====== Document extract

Affordability improvement has been reversed by rate moves. The NAR Housing Affordability Index improved earlier in 2026 as mortgage rates fell from late-2025 peaks. But the report explicitly notes that recent volatility and a move higher in mortgage rates have eroded that improvement, removing any potential upside to sales. The effective mortgage rate spread (30-year fixed minus effective rate) remains wide, implying that existing homeowners lock-in continues to limit churn.
Data quality risk on condo/co-op inventories. The report flags a large reported decline in condo/co-op inventories for April, similar to a pattern seen in March (which was subsequently revised away). The analysts suspect data quality issues rather than a real supply drop. This adds noise to inventory and months’ supply metrics, but does not change the core signal of a sluggish single-family market.
Key Risks
- Mortgage rate re-acceleration. The recent move higher in rates could further suppress demand in the coming months, making the current 4.0-4.3mn range a ceiling rather than a floor.

============

Actions to take —
A – Answer these questions about the housing report:
(i) How does the text define the effective mortgage rate spread?
(ii) In which earlier month was a similar condo/co-op inventory decline seen and later revised away?
(iii) What sales range could become a ceiling rather than a floor if mortgage rates rise again?
B – Count the lines in the records that contain the string "minivan". Give only the number.

====== Data provided

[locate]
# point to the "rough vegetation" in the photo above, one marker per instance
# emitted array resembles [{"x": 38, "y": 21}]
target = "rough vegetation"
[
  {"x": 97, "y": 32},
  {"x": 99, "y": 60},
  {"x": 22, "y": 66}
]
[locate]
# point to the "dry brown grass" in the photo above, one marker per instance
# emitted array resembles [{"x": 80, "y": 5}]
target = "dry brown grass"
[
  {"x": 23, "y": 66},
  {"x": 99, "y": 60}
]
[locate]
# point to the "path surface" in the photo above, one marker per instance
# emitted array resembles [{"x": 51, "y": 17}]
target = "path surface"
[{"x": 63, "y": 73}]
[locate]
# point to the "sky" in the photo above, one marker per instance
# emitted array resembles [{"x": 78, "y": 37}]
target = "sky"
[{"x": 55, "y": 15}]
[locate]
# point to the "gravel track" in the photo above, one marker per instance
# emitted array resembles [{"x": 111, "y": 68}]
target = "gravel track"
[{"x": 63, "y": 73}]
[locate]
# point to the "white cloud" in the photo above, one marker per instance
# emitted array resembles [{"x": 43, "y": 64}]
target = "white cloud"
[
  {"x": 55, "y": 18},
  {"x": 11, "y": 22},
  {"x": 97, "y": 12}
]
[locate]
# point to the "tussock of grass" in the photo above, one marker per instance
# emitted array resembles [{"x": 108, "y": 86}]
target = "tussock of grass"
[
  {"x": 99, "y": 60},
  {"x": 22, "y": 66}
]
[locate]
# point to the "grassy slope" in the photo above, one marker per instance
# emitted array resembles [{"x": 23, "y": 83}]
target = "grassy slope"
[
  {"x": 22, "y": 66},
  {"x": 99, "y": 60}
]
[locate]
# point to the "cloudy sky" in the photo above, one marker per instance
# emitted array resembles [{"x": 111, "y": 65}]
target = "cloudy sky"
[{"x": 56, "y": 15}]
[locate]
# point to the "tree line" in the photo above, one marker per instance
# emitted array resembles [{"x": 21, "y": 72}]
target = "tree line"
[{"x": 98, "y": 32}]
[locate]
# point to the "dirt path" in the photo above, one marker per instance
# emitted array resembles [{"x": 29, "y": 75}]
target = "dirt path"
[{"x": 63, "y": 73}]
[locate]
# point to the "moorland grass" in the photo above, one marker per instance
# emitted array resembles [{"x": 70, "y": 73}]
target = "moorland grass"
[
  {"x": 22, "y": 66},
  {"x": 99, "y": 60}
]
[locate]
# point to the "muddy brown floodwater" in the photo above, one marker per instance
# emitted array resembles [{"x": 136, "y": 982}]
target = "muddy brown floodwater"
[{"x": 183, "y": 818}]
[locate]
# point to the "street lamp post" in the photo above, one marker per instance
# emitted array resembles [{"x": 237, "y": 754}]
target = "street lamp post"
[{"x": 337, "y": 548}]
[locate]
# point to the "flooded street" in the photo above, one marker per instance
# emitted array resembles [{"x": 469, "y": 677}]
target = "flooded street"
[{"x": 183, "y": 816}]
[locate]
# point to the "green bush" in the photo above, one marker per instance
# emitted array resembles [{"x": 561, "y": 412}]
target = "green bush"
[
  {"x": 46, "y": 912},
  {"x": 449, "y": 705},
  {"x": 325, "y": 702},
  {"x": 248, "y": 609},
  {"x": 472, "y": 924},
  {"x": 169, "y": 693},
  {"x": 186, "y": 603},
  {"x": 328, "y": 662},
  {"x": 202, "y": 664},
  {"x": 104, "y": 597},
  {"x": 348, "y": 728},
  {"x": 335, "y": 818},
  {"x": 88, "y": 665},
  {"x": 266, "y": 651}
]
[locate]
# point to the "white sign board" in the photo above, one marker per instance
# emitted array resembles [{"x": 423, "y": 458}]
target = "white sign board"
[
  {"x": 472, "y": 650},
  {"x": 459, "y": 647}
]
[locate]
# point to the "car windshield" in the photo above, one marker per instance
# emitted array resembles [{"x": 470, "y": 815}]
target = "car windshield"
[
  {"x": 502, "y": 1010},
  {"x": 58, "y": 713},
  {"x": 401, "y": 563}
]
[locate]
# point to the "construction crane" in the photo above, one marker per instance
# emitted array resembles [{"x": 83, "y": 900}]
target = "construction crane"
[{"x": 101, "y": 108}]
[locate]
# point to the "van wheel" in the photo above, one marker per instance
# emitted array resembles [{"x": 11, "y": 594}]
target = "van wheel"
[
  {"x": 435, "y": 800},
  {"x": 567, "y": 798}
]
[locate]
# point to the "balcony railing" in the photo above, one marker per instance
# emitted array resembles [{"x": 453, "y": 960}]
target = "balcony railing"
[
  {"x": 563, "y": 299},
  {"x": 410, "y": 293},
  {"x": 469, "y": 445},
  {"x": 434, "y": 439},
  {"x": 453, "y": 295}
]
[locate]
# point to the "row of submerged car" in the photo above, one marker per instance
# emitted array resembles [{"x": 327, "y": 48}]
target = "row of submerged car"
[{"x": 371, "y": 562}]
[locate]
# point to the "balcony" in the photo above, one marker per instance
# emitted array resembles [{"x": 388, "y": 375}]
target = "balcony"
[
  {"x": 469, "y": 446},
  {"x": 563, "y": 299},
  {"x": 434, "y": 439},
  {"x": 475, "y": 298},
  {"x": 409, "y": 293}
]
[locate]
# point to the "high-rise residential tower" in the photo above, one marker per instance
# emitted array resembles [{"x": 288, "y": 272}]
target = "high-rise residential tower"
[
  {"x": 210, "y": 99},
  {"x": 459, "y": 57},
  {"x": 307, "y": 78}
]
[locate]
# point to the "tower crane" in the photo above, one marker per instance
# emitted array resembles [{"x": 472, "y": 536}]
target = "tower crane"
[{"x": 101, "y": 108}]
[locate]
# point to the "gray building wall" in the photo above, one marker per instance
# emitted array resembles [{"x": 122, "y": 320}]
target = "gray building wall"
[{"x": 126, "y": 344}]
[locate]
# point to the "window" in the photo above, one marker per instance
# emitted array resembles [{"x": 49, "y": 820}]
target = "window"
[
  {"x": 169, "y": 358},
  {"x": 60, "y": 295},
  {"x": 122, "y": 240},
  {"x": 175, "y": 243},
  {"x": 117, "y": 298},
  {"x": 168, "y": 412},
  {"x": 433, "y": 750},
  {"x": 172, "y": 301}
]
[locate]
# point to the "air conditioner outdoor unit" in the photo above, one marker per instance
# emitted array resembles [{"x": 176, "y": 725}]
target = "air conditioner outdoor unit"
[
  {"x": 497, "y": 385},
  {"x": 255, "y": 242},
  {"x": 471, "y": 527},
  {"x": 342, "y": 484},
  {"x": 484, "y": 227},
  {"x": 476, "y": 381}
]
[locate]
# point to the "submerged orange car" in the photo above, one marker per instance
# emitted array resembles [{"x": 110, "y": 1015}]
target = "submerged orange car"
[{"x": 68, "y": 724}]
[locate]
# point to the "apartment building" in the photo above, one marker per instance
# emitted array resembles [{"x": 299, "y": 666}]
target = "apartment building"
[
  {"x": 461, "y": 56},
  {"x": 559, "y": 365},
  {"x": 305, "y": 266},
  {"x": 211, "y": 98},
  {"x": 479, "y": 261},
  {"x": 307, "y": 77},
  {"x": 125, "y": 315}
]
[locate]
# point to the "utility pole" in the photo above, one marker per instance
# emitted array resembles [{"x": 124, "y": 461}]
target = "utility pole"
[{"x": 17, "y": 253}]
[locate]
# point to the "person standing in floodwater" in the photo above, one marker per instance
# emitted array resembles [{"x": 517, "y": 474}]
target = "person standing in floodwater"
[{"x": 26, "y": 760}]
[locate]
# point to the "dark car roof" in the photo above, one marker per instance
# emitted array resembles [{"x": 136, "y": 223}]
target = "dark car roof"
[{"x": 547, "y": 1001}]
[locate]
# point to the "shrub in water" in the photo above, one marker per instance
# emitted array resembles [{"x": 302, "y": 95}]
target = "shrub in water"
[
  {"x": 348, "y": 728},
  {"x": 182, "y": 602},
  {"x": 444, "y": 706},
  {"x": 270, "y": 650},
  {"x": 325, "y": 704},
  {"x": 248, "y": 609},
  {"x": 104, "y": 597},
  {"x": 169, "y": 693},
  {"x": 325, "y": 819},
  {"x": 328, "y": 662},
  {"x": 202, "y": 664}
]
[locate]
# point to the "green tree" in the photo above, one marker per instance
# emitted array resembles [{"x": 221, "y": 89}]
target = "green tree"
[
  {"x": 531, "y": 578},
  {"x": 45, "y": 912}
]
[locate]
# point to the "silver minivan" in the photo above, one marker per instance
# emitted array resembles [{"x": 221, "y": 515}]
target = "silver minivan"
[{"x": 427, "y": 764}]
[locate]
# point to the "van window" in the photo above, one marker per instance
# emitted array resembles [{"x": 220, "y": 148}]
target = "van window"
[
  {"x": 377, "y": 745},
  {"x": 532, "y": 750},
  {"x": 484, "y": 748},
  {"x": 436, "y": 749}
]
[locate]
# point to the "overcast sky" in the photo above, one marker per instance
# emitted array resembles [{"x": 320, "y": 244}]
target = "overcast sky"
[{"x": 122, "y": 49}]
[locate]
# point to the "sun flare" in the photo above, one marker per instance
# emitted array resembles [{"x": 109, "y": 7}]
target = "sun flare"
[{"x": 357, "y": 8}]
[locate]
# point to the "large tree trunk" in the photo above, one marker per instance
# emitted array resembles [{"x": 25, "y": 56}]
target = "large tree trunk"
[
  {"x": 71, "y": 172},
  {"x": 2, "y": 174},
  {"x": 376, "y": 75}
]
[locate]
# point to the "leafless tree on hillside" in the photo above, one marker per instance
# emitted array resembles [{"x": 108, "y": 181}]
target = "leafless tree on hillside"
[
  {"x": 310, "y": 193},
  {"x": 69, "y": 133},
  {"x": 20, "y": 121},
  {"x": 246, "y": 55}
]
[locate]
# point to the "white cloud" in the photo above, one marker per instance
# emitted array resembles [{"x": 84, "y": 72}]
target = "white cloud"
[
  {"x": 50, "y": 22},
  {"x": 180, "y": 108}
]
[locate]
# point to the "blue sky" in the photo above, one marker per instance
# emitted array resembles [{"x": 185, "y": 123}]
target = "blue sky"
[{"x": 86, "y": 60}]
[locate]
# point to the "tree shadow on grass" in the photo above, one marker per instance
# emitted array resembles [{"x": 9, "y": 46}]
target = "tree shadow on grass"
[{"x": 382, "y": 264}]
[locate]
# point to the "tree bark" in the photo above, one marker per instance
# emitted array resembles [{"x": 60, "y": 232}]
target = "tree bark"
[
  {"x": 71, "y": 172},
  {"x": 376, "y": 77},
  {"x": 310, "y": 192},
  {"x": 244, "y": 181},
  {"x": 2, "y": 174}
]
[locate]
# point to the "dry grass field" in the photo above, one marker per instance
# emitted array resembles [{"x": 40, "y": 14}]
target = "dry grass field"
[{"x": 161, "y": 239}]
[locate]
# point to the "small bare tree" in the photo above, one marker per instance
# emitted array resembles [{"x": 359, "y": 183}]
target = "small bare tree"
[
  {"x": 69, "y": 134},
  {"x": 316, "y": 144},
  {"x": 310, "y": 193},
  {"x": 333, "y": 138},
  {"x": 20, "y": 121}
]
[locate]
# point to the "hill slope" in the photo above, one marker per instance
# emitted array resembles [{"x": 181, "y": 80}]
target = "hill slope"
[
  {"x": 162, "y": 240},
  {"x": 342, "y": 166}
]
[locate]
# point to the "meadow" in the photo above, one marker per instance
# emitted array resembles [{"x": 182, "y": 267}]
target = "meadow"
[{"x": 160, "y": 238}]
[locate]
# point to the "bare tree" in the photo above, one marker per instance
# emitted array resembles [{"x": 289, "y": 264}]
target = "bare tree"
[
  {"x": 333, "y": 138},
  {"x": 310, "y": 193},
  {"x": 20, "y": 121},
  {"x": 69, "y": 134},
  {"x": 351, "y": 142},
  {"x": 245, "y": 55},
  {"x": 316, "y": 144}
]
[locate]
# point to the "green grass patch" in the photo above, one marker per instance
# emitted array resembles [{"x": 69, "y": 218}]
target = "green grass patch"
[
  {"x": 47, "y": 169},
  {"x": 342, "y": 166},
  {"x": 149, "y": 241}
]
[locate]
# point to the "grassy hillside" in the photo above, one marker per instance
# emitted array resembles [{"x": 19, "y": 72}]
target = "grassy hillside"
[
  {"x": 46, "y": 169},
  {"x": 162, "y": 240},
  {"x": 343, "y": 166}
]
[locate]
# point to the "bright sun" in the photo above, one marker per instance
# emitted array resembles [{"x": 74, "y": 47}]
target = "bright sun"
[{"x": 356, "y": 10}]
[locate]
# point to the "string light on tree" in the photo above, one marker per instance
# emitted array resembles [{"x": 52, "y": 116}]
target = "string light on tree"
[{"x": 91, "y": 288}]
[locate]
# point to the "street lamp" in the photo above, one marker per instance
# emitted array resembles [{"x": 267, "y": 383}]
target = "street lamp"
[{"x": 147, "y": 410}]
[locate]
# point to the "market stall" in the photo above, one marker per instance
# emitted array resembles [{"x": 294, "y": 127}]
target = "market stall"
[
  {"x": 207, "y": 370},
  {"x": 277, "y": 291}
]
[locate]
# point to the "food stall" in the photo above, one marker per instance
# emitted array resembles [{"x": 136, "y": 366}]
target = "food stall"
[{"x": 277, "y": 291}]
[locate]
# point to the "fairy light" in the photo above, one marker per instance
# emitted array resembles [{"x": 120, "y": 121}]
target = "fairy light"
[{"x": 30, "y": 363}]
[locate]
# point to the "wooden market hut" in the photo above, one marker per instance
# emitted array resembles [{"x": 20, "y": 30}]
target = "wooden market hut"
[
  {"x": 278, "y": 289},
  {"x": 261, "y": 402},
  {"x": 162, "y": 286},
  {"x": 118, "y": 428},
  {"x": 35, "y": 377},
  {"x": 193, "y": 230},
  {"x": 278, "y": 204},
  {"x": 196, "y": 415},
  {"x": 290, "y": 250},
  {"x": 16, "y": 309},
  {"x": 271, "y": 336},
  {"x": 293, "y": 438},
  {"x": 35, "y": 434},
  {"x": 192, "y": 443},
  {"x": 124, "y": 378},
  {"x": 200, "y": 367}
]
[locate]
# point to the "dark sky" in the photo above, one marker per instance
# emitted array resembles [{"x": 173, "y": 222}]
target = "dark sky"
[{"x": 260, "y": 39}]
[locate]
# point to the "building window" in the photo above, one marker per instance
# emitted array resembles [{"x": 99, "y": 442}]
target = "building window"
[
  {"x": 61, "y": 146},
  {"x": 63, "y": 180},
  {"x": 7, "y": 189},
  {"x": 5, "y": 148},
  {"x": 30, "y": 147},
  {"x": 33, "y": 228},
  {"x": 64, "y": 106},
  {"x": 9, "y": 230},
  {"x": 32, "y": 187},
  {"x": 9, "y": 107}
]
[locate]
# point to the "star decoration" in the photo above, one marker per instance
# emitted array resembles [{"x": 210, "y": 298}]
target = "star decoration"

============

Solutions to the problems —
A –
(i) The 30-year fixed rate minus the effective rate.
(ii) March.
(iii) 4.0-4.3mn.

B – 2